┌──

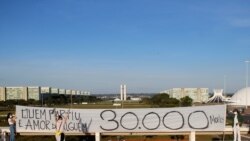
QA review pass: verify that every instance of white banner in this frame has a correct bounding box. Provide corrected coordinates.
[16,105,226,133]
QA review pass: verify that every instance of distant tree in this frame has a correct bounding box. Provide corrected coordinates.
[180,96,193,107]
[151,93,179,107]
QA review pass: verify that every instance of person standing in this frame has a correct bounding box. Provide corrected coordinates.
[7,113,16,141]
[55,114,68,141]
[233,111,241,141]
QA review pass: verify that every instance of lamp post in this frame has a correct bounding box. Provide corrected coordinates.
[223,75,227,97]
[245,60,250,109]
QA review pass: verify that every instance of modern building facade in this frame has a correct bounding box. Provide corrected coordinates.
[161,88,209,102]
[0,86,90,101]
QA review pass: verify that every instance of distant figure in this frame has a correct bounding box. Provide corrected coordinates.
[233,111,241,141]
[55,114,69,141]
[7,113,16,141]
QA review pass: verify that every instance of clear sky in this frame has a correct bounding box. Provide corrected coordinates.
[0,0,250,94]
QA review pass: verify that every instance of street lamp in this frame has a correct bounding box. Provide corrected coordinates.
[245,60,250,109]
[223,75,227,97]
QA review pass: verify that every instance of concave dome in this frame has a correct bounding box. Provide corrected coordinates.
[230,87,250,106]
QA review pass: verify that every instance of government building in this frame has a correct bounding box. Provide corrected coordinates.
[0,86,90,101]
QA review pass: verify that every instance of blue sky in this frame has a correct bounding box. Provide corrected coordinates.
[0,0,250,94]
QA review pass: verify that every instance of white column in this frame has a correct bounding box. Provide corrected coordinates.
[189,131,195,141]
[95,132,101,141]
[123,85,127,101]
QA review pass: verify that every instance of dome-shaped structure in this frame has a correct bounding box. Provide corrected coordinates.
[230,87,250,106]
[207,89,225,103]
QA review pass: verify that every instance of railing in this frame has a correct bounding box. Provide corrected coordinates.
[0,126,250,141]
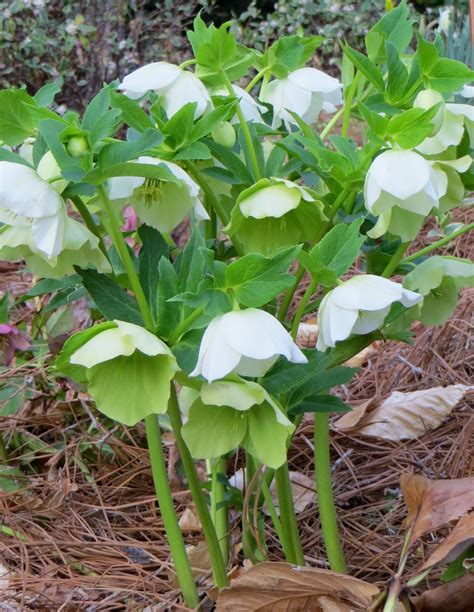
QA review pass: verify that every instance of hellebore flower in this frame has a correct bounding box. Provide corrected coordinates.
[0,161,67,257]
[108,156,209,232]
[0,323,30,366]
[119,62,212,119]
[181,380,294,468]
[413,89,474,155]
[364,150,446,242]
[226,177,325,254]
[190,308,307,382]
[70,320,179,425]
[260,68,342,129]
[211,85,267,123]
[316,274,423,351]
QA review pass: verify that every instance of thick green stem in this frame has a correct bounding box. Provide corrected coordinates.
[97,186,155,331]
[314,412,346,574]
[222,72,262,181]
[98,186,199,608]
[168,383,229,589]
[0,434,8,461]
[291,280,318,340]
[400,223,474,265]
[145,414,199,608]
[211,457,229,563]
[382,242,411,278]
[275,463,304,565]
[70,196,109,259]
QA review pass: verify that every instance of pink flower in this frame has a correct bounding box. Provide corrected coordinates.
[0,323,30,365]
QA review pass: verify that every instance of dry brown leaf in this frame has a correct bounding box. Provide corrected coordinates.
[400,474,474,544]
[420,513,474,571]
[335,385,473,441]
[216,563,379,612]
[179,506,202,532]
[412,574,474,612]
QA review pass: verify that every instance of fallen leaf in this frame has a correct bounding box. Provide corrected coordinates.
[179,506,202,532]
[400,474,474,544]
[334,385,474,441]
[411,573,474,612]
[216,563,379,612]
[420,513,474,571]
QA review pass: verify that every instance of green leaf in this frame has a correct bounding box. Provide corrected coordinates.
[138,225,169,314]
[110,91,156,132]
[87,350,175,427]
[387,104,439,149]
[425,57,474,93]
[75,268,143,325]
[344,45,385,92]
[300,219,365,283]
[181,399,248,459]
[385,42,409,103]
[97,129,163,168]
[225,247,300,308]
[0,88,36,147]
[290,394,352,414]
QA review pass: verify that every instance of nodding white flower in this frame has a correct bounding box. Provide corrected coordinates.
[69,319,179,371]
[260,68,342,128]
[191,308,307,382]
[316,274,423,351]
[413,89,474,155]
[119,62,212,119]
[212,85,267,123]
[364,150,447,241]
[108,155,209,232]
[226,177,325,254]
[0,161,67,257]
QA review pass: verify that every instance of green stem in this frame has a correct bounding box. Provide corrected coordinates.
[97,185,155,331]
[168,306,204,346]
[186,161,244,255]
[222,72,262,181]
[382,242,411,278]
[69,196,109,259]
[341,72,360,138]
[275,462,304,565]
[211,457,229,563]
[98,186,199,608]
[245,66,271,93]
[400,223,474,265]
[314,412,346,574]
[168,383,229,589]
[319,106,345,140]
[145,414,199,608]
[0,434,8,461]
[291,280,318,340]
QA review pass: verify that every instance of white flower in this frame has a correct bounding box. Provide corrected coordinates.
[108,156,209,232]
[212,85,267,123]
[69,320,179,371]
[0,161,67,257]
[261,68,342,128]
[364,150,446,238]
[316,274,423,351]
[119,62,212,119]
[413,89,474,155]
[191,308,307,382]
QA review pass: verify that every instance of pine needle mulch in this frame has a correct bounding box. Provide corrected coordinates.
[0,220,474,611]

└──

Exercise description: Copy out the lines of the records from the beginning through the line with "[151,93,179,107]", both ends included, and leave the pictures out.

Answer to the task:
QA review pass: verify that every instance of white banner in this frame has a correct bounding box. Provide corrected coordinates.
[16,105,226,133]
QA review pass: verify that every instance of distant tree in this frame has a correct bounding box. Provide corrected coordinates.
[180,96,193,107]
[151,93,179,107]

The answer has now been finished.